[Raw data — start]

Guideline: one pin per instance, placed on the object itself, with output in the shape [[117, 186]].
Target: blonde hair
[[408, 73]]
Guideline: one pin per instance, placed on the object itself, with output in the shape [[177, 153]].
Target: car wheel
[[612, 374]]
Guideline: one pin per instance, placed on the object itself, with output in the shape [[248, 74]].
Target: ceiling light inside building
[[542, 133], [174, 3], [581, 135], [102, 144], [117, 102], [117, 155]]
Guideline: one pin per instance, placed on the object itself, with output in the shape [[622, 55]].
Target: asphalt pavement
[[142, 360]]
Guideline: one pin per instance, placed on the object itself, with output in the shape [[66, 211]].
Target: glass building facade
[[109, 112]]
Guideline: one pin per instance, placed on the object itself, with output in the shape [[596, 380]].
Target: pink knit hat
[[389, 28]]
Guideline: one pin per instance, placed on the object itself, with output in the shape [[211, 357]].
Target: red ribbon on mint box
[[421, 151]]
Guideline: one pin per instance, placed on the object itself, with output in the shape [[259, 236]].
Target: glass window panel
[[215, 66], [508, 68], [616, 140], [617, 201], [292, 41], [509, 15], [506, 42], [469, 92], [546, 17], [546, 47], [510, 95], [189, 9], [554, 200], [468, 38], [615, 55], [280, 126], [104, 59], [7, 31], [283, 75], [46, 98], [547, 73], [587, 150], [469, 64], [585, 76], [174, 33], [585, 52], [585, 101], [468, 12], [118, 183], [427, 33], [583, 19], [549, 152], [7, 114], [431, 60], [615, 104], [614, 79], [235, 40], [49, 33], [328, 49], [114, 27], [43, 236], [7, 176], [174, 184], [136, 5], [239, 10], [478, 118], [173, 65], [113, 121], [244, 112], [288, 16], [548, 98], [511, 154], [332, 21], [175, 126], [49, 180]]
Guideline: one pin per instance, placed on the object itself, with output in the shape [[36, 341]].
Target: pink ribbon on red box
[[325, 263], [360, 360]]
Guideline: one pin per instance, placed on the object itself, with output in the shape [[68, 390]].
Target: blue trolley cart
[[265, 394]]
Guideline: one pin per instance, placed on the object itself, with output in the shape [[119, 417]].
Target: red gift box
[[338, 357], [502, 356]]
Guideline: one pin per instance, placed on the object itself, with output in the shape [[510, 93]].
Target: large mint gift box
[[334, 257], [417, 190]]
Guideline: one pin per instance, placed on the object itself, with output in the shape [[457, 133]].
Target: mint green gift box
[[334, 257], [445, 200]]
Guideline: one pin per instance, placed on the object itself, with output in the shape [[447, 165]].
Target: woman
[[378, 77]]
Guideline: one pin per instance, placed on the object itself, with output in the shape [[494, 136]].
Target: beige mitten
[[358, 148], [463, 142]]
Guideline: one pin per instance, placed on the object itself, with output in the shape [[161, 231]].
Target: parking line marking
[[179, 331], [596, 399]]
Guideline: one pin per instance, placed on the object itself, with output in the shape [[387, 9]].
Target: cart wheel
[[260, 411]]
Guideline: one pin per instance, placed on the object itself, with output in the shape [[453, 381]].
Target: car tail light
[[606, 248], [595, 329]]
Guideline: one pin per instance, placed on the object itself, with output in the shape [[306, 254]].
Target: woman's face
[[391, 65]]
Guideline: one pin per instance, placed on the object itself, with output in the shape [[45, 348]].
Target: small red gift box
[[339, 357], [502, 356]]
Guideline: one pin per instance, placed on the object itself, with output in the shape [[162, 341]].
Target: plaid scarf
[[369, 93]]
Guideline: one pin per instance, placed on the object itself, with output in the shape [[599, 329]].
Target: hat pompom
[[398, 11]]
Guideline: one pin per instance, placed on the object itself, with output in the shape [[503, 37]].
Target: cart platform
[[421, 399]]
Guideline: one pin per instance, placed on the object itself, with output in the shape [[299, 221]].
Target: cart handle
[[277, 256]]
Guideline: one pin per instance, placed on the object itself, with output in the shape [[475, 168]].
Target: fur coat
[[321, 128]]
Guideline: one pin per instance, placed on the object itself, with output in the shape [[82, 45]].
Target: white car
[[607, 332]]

[Raw data — finish]

Work request >>
Give each entry again, spelled exactly as shown.

Solved problem >>
Guideline: one pin per instance, placed on the object itself, with output in the shape [[117, 186]].
Target: blonde hair
[[408, 73]]
Guideline: one pin per instance, placed on the object itself, with output in the shape [[177, 153]].
Target: car wheel
[[612, 374]]
Guideline: one pin per instance, placed on the object itself, with output in the shape [[248, 74]].
Target: ceiling light inside building
[[542, 133], [174, 3], [581, 135], [102, 144], [117, 102], [117, 155]]
Guideline: one pin per instance, placed on the object itself, with output in the shape [[622, 55]].
Target: asphalt pavement
[[142, 360]]
Guideline: one pin per instance, placed on the object itself, with output in the shape [[66, 211]].
Target: glass building facade
[[109, 112]]
Guideline: one pin per instance, placed on the object itself, with output in the shape [[596, 380]].
Target: pink knit hat
[[389, 28]]
Guideline: one pin per instance, placed on the object itself, with output in the shape [[211, 357]].
Target: red ribbon on mint box
[[421, 151]]
Guideline: one pin per instance, placed on the object itself, with output in the shape [[259, 236]].
Target: glass window panel
[[215, 66], [508, 68], [616, 140], [617, 201], [292, 41], [509, 15], [506, 42], [469, 92], [546, 17], [546, 47], [510, 95], [189, 9], [554, 200], [468, 38], [615, 55], [280, 126], [104, 59], [7, 31], [283, 75], [46, 98], [547, 73], [587, 150], [469, 64], [585, 76], [174, 33], [585, 52], [585, 101], [468, 12], [118, 183], [427, 33], [583, 19], [549, 152], [7, 114], [431, 60], [615, 104], [614, 79], [235, 40], [49, 33], [328, 49], [114, 27], [43, 236], [7, 176], [174, 184], [136, 5], [239, 10], [478, 118], [173, 65], [113, 121], [244, 112], [288, 16], [548, 98], [511, 154], [332, 21], [175, 126], [49, 180]]
Guideline: one pin per instance, placed on the object itself, with output in the shape [[36, 341]].
Target: pink ribbon on red box
[[325, 263], [360, 360]]
Guideline: one pin per instance, placed on the object itself, with output in the shape [[68, 390]].
Target: blue trolley cart
[[265, 394]]
Guideline: one pin per instance, placed on the object itself, with output in the shape [[119, 417]].
Target: red gift box
[[338, 357], [502, 356]]
Guideline: one pin per instance, placed on the object itself, with output in the shape [[510, 93]].
Target: large mint gift box
[[334, 257], [417, 190]]
Guideline: one pin per instance, placed on the object itself, with output in the shape [[457, 133]].
Target: mint green gift box
[[334, 257], [445, 200]]
Guideline: one pin per instance, placed on the object itself, with output in the shape [[447, 165]].
Target: woman
[[378, 77]]
Guideline: one pin per instance, placed on the object itself, with output in the shape [[494, 136]].
Target: beige mitten
[[358, 148], [463, 142]]
Guideline: one pin per instance, placed on the object itself, with output in the shape [[161, 231]].
Target: parking line marking
[[179, 331], [596, 399]]
Guideline: one pin per instance, placed on the object itself, with output in the shape [[387, 9]].
Target: cart wheel
[[260, 411]]
Guideline: one pin per instance, placed on the object itself, with output in the shape [[453, 381]].
Target: car tail light
[[606, 248], [595, 329]]
Guideline: one pin per instance, placed on the object itself, with output in the shape [[306, 254]].
Target: woman's face
[[391, 65]]
Guideline: one pin per instance, placed on the object itself, with output in the shape [[45, 348]].
Target: small red gift box
[[339, 357], [502, 356]]
Guideline: one pin per instance, placed on the object itself, with output in the shape [[162, 341]].
Target: plaid scarf
[[369, 93]]
Guideline: one pin per instance, placed on the object itself, with output in the shape [[599, 329]].
Target: hat pompom
[[398, 11]]
Guideline: one pin per instance, placed on the object itself, with output in the shape [[503, 37]].
Target: cart platform
[[421, 399]]
Guideline: one pin per instance, placed on the object itself, with output in the shape [[299, 221]].
Target: cart handle
[[277, 256]]
Guideline: one pin per instance, placed on the object itself, with output in the shape [[475, 168]].
Target: fur coat
[[321, 128]]
Guideline: one pin per instance, placed on the object itself, with output in the shape [[82, 45]].
Target: white car
[[607, 332]]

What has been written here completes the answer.